[Task] Start at the line below containing "kitten, with integer pixel coordinates." and stop at the line containing "fur, with integer pixel coordinates.". Repeat every line of that stretch exactly, and nothing outside it.

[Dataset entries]
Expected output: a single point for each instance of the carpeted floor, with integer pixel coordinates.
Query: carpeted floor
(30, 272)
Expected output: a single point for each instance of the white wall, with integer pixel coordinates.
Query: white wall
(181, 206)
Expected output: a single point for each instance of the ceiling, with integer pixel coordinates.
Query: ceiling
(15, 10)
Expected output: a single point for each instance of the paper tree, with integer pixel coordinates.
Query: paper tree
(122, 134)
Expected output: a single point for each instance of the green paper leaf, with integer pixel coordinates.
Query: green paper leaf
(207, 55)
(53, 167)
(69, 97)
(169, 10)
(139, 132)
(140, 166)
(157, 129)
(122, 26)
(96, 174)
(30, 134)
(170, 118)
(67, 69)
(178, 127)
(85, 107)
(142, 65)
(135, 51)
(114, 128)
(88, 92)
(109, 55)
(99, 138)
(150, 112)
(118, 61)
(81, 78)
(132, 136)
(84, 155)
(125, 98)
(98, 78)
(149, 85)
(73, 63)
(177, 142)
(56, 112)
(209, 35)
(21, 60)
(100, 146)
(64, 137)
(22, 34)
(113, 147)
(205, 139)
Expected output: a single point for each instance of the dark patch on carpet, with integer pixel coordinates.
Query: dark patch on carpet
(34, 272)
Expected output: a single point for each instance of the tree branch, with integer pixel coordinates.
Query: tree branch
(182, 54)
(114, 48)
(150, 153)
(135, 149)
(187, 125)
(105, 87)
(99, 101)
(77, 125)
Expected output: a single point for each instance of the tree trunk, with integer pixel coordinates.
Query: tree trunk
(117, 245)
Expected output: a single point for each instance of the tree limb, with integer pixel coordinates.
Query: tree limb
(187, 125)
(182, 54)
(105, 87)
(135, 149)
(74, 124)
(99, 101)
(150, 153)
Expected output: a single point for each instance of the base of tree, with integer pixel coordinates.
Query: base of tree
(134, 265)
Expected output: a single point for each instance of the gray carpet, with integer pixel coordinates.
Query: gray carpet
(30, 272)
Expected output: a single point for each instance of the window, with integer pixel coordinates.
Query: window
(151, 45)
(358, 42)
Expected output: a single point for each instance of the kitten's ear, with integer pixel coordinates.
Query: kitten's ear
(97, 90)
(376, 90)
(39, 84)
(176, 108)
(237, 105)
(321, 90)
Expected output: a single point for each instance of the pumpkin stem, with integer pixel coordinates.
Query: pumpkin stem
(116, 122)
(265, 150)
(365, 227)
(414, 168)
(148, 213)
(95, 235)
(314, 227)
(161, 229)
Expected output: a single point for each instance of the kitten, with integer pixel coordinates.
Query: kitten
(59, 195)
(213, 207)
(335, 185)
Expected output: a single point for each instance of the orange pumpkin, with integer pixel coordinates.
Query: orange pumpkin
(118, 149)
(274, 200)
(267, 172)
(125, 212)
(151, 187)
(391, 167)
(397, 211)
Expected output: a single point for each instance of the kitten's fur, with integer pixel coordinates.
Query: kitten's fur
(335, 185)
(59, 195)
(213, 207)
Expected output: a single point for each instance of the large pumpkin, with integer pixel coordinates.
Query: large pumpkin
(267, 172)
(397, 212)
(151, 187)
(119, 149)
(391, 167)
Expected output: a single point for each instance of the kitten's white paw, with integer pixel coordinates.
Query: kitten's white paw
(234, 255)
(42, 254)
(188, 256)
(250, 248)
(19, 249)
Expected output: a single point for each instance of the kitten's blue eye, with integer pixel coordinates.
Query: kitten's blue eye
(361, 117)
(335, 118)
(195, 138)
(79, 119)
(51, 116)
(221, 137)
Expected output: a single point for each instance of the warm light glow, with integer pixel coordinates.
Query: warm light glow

[Output for this exercise]
Expected output: a single point for each instance of the kitten, with integer pixel coordinates.
Query: kitten
(59, 195)
(213, 207)
(335, 185)
Expected output: a single point for each instance of the orange pumpkin, with integer pixel coordinates.
Query: orange pumpkin
(118, 149)
(274, 200)
(267, 172)
(125, 212)
(151, 187)
(391, 167)
(397, 211)
Expected output: a single point for each instance of the kitten's fur, with integer pixel coordinates.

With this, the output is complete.